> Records
—————

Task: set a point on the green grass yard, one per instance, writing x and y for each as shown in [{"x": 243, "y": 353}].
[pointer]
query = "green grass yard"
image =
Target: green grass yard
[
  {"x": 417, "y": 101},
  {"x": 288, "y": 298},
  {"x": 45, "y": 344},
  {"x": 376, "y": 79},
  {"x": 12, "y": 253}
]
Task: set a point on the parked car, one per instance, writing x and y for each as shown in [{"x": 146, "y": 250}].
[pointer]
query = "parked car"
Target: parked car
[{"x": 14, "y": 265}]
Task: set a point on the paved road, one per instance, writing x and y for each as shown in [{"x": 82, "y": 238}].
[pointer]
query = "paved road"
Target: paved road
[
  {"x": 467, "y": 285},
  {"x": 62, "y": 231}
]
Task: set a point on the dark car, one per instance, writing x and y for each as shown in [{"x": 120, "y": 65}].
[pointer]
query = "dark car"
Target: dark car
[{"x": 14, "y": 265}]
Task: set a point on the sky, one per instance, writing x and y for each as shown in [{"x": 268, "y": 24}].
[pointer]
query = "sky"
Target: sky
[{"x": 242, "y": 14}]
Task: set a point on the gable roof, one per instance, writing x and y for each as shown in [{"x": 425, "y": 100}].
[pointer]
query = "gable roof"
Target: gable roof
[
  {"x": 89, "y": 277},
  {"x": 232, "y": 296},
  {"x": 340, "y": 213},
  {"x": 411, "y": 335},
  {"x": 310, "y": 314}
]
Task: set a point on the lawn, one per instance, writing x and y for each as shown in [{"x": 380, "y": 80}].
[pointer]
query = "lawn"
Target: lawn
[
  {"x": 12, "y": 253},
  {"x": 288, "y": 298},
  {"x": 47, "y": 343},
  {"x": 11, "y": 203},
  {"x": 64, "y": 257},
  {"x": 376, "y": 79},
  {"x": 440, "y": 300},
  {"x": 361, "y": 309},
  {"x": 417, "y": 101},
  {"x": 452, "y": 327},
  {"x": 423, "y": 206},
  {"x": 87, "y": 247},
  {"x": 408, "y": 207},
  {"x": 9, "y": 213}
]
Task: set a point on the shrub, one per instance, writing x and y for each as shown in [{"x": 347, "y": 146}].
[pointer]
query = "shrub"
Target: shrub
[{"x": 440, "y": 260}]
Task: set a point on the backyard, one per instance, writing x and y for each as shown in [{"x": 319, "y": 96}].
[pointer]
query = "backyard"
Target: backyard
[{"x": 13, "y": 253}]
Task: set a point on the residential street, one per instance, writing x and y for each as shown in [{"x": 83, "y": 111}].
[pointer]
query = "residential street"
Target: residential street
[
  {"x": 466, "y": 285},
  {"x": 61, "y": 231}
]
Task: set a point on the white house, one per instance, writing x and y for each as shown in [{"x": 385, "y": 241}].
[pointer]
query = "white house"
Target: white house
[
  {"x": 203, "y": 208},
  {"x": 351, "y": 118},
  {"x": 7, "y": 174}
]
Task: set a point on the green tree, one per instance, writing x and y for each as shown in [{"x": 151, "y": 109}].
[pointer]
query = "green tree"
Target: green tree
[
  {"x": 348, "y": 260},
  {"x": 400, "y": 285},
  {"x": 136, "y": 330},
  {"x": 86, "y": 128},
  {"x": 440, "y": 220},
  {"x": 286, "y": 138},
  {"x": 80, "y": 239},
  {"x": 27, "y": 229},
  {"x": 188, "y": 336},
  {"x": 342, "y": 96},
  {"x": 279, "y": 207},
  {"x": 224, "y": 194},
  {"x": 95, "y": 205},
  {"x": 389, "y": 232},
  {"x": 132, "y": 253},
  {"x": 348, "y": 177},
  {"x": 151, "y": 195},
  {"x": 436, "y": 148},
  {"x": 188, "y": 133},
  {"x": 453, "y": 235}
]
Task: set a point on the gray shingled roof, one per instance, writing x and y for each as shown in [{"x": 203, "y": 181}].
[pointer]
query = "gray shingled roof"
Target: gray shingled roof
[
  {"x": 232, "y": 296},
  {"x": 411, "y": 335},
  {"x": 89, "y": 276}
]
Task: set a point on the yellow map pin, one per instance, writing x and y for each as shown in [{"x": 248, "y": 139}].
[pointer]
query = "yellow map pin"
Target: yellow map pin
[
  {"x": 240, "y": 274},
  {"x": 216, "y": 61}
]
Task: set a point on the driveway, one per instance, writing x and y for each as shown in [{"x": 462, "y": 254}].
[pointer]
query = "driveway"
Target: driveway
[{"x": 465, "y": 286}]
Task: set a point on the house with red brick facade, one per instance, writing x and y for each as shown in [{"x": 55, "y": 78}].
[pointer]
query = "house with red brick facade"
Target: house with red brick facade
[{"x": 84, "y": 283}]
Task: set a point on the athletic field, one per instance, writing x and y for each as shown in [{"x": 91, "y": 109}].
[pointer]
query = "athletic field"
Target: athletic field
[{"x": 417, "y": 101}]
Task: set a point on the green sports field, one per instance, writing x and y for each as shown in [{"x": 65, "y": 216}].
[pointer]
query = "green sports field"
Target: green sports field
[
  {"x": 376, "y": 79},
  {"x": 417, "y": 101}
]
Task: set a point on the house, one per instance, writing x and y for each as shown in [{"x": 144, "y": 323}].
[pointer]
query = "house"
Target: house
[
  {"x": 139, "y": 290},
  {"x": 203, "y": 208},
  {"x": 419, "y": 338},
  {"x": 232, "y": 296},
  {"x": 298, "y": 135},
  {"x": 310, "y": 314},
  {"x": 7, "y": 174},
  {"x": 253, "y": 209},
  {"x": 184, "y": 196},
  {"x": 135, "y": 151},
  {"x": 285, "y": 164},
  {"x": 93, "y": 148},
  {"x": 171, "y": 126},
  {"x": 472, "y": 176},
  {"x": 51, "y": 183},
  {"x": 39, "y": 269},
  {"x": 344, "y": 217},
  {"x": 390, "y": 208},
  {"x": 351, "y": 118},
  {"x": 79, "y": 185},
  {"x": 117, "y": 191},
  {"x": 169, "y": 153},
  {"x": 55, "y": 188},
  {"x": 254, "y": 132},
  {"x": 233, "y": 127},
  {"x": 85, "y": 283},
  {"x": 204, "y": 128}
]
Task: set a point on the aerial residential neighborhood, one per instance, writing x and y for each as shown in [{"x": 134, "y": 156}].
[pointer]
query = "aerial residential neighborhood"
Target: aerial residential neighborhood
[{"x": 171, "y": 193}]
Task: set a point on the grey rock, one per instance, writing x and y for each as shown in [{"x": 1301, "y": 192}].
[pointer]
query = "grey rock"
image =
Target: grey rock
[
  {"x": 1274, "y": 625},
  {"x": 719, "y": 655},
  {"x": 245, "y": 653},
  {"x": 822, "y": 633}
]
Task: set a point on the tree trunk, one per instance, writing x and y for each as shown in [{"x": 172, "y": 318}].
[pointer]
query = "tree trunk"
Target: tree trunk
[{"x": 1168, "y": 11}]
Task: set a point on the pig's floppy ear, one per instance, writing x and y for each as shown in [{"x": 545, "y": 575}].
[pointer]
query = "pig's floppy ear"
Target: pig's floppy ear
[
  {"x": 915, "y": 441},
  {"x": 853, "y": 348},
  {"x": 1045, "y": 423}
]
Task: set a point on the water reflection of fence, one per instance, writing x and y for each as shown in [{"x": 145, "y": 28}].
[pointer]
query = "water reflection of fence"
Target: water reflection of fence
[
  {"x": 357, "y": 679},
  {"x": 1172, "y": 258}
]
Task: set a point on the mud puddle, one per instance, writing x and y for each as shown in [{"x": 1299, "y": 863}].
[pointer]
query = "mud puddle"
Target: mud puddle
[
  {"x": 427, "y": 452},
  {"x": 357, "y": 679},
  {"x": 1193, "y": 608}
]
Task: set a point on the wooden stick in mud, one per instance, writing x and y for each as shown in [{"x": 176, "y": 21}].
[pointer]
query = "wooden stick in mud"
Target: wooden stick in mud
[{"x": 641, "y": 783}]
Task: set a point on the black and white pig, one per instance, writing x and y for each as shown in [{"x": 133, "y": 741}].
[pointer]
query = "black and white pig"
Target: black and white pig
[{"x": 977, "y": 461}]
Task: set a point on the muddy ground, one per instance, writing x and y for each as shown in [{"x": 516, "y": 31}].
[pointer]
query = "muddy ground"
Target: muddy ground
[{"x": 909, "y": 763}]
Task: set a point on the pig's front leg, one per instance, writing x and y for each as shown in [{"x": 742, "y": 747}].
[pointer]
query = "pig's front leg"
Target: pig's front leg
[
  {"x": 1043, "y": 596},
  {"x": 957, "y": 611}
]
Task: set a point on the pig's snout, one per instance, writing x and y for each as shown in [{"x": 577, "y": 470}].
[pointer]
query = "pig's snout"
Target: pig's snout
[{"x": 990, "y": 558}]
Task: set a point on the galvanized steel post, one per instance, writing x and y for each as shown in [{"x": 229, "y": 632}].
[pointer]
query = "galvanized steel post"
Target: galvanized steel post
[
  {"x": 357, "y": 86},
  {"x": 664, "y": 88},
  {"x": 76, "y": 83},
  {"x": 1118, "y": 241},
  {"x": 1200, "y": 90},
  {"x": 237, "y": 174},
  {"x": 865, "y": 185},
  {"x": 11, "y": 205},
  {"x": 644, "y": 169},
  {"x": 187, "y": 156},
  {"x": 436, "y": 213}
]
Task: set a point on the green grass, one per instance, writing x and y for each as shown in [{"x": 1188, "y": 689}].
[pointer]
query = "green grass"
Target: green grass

—————

> Written request
Reproduce the rows word for word, starting at the line containing "Task: set a point on the muddy" and continuing through the end of the records above.

> Exercise answer
Task: set a point on the muddy ground, one per instance, writing x and y for each as shown in [{"x": 516, "y": 31}].
[pointer]
query = "muddy ground"
Target: muddy ground
[{"x": 909, "y": 763}]
Task: set a point on the pig's front leg, one per instance, writing x and y for each as shown in [{"x": 742, "y": 747}].
[pointer]
query = "pig's front leg"
Target: pig's front leg
[
  {"x": 1043, "y": 596},
  {"x": 957, "y": 611}
]
Task: set a point on the pig's snout, one per instance, writing x and y for each as shown in [{"x": 577, "y": 470}].
[pointer]
query = "pig's snout"
Target: pig's snout
[{"x": 990, "y": 558}]
Task: set a point on the galvanized steel post, one per instance, writing x and y for each as shown in [{"x": 229, "y": 632}].
[pointer]
query = "galvanized steel post"
Target: galvanized steel post
[
  {"x": 357, "y": 86},
  {"x": 664, "y": 88},
  {"x": 76, "y": 83},
  {"x": 1118, "y": 241},
  {"x": 1200, "y": 90},
  {"x": 237, "y": 174},
  {"x": 865, "y": 185},
  {"x": 11, "y": 205},
  {"x": 644, "y": 169},
  {"x": 187, "y": 156},
  {"x": 436, "y": 213}
]
Task: set a point on the green grass, one per instance, writing x and y for each as shown in [{"x": 1188, "y": 689}].
[pointer]
query = "green grass"
Target: green grass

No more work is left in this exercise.